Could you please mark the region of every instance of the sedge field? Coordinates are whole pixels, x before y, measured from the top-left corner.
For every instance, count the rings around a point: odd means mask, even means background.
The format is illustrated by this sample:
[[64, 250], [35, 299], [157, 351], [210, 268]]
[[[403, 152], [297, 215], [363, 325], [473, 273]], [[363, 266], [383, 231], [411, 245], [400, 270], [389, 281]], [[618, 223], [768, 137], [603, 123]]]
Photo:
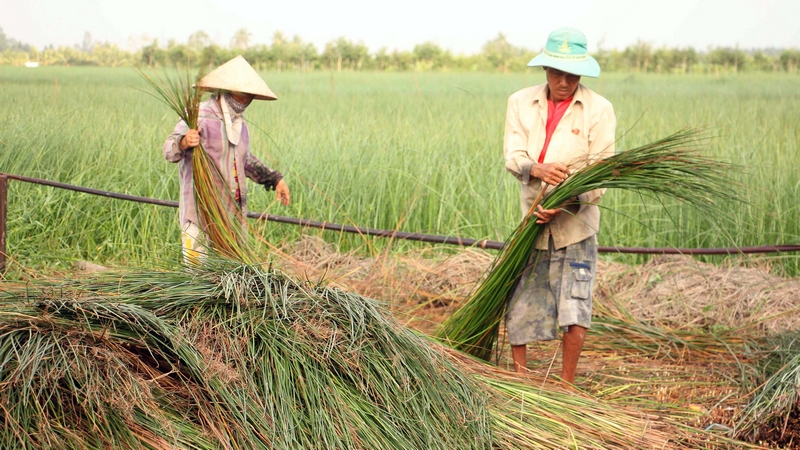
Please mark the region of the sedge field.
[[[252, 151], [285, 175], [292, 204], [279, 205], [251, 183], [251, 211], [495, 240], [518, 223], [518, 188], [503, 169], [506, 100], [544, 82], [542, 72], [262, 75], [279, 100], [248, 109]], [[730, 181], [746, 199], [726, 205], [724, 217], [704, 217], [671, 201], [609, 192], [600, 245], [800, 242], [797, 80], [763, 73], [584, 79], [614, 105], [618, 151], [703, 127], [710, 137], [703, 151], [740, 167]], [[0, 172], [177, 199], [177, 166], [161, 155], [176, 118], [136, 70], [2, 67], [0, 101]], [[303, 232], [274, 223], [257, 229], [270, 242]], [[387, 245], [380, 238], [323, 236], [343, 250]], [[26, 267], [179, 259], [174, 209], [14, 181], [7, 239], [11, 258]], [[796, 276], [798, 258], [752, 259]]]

# TASK PROMPT
Turn every line of the records into a JSON list of strings, one string per line. Skip blank lines and leave out the pictures.

# FULL RESPONSE
[
  "Could you please mark the region of every instance of the sedge field? Coordinates are whole pixels, x before y, measured from the top-left corner.",
  "For every instance, count the rings around a point: odd means mask, even means background.",
  "The format is illustrated by this sample:",
  "[[64, 250], [35, 299], [157, 351], [210, 268]]",
  "[[[403, 152], [297, 215], [363, 325], [473, 273]], [[363, 266], [383, 231], [411, 245], [400, 270], [389, 281]], [[618, 223], [768, 137], [603, 123]]]",
  "Photo:",
  "Please mark the region of the sedge field.",
  "[[[252, 151], [285, 175], [292, 204], [279, 205], [251, 183], [251, 211], [495, 240], [518, 223], [518, 188], [503, 169], [506, 100], [544, 82], [542, 72], [262, 75], [279, 100], [248, 109]], [[730, 181], [746, 199], [726, 205], [724, 217], [704, 217], [671, 201], [609, 192], [600, 245], [800, 242], [797, 80], [763, 73], [584, 79], [614, 105], [618, 151], [703, 127], [710, 137], [703, 151], [740, 167]], [[0, 172], [177, 199], [177, 166], [161, 155], [176, 118], [136, 70], [2, 67], [0, 101]], [[303, 232], [274, 223], [257, 229], [270, 242]], [[387, 245], [380, 238], [323, 236], [343, 250]], [[26, 267], [179, 259], [174, 209], [14, 181], [7, 239], [11, 258]], [[796, 276], [798, 258], [752, 259]]]"
]